Documentary filmmakers like Tiffany Shlain are using crowdsourcing techniques to put together films that are global in scope. Fimmakers upload video to the web, and it becomes part of the edited film. For her film Connected, Shlain had more than 100 different endings and she asked the users to translate the film. It now exists in 65 languages. Shlain believes that in the next few years, everyone on the planet will be connected via a mobile device. Her institute, Moxie, has created a Cloud Filmmaking Manifesto that aims to create more global collaboration via mobile films.
We are already seeing crowdsourcing in fundraising, aided by social media. We see very regularly how filmmakers and fans come together to raise funds for films at crowdfunding sites like Indiegogo, Kickstarter and Wishberry (in India).
For example, actor James Franco turned to crowdsourcing to help a collection of young filmmakers raise $500,000 to adapt his short story collection, “Palo Alto.” “Veronica Mars” set off a Kickstarter frenzy three years ago by collecting more than $1 million in just four hours, setting a record for the site. Soon after, Zach Braff raised $2 million in four days.
In India, actor Kunal Kapoor, along with Varun Sheth, cofounded crowd-funding platform Ketto, and is reportedly set to launch two funding campaigns on the platform for Marathi and Malayalam films. Since 2012, Wishberry has held 66 crowd-funding campaigns for films, which is 28% of its total projects, the highest. Well-known film director Vikramaditya Motwane is an investor in Wishberry. In 2015, Wishberry helped fund Rs 41 lakh for Sanskrit animated movie Punyakoti, which was based on a Tamil folklore. In 2013, Kannada thriller Lucia became the first crowd-funded regional film to raise Rs 51lakh in 31days.

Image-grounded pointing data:
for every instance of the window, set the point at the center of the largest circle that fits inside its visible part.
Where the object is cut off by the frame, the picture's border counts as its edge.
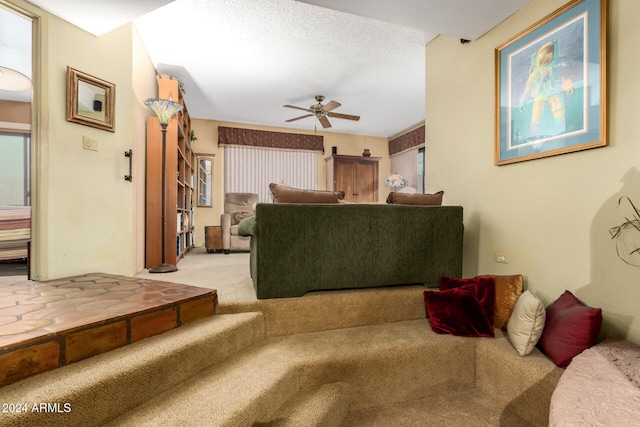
(421, 170)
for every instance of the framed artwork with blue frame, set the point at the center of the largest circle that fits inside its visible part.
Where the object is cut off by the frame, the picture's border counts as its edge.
(551, 85)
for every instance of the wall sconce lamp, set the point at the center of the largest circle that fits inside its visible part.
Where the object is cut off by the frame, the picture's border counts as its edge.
(164, 109)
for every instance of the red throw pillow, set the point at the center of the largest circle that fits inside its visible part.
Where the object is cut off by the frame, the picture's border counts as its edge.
(457, 312)
(569, 329)
(485, 285)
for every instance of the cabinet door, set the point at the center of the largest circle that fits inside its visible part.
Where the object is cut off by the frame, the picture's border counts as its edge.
(367, 182)
(344, 176)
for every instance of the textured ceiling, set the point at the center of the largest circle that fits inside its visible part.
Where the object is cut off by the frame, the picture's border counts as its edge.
(242, 60)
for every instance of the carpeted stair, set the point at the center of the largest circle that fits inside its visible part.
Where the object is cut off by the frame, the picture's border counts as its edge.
(226, 371)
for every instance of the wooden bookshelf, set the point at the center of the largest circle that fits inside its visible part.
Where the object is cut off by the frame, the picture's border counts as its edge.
(180, 164)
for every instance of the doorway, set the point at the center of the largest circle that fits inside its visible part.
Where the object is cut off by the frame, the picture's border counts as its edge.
(16, 46)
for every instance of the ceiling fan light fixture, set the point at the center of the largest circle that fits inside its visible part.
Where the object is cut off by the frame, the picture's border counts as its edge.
(322, 112)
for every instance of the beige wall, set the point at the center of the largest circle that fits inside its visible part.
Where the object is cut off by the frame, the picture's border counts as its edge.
(86, 217)
(207, 133)
(550, 216)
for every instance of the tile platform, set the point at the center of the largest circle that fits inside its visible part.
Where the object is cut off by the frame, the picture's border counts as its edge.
(45, 325)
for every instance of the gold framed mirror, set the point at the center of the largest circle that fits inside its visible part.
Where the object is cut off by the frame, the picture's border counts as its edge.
(205, 180)
(90, 100)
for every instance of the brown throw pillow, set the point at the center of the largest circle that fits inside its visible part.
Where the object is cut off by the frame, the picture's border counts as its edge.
(239, 216)
(282, 194)
(395, 198)
(508, 289)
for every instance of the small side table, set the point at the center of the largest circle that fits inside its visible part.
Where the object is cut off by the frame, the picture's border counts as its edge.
(213, 238)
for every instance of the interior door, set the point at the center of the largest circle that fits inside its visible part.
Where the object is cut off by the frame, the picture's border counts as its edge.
(344, 179)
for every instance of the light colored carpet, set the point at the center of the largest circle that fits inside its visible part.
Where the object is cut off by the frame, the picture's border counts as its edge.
(228, 274)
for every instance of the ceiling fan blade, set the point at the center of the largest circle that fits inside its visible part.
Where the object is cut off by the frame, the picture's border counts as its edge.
(343, 116)
(332, 105)
(298, 108)
(324, 122)
(298, 118)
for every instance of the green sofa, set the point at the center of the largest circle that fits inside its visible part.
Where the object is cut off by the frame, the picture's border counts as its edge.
(296, 248)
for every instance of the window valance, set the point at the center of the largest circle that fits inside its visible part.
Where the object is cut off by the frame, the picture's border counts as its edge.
(267, 139)
(407, 141)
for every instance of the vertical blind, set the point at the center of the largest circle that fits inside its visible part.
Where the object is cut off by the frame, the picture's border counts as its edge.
(251, 170)
(254, 158)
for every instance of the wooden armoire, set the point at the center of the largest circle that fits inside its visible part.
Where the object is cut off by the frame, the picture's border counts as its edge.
(357, 176)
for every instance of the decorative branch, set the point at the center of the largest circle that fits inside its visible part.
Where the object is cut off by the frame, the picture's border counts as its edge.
(628, 251)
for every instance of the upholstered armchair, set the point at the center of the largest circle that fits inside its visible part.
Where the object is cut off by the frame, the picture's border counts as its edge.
(236, 207)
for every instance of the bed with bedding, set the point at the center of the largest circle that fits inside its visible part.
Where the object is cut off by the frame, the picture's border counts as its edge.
(15, 231)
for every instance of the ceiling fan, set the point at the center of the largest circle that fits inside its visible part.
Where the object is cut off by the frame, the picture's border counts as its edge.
(322, 112)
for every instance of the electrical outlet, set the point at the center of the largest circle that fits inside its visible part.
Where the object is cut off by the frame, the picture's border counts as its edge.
(89, 144)
(502, 258)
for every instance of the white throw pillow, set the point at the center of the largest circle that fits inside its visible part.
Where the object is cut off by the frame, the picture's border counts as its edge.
(526, 323)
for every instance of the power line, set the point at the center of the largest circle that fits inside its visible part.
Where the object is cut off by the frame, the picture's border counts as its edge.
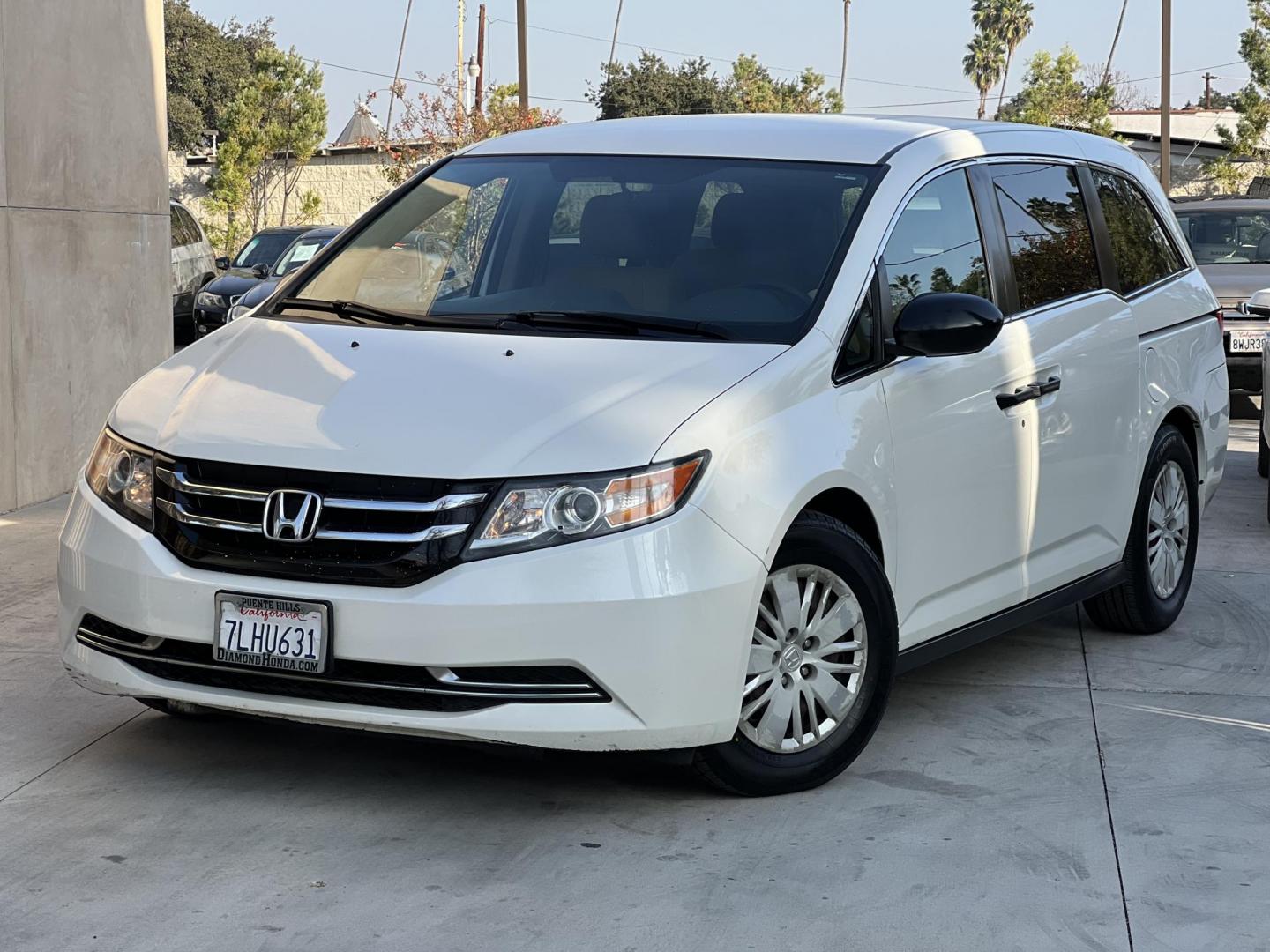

EXERCISE REQUIREMENTS:
• a. Answer these questions from the crowdsourcing text:
(i) In how many languages does the film Connected now exist?
(ii) How much did Zach Braff raise, and in how many days?
(iii) Since 2012, what percentage of Wishberry's total projects have been film campaigns?
• b. Please rewrite the section of the crowdsourcing text starting at "Documentary filmmakers like" and ending at "via mobile films.", substituting "smartphone" for "mobile device".
The data is separate material and has no connection to the crowdsourcing text.

TASK-BY-TASK ANSWERS:
• a.
(i) 65 languages
(ii) $2 million in four days
(iii) 28%

• b.
Documentary filmmakers like Tiffany Shlain are using crowdsourcing techniques to put together films that are global in scope. Fimmakers upload video to the web, and it becomes part of the edited film. For her film Connected, Shlain had more than 100 different endings and she asked the users to translate the film. It now exists in 65 languages. Shlain believes that in the next few years, everyone on the planet will be connected via a smartphone. Her institute, Moxie, has created a Cloud Filmmaking Manifesto that aims to create more global collaboration via mobile films.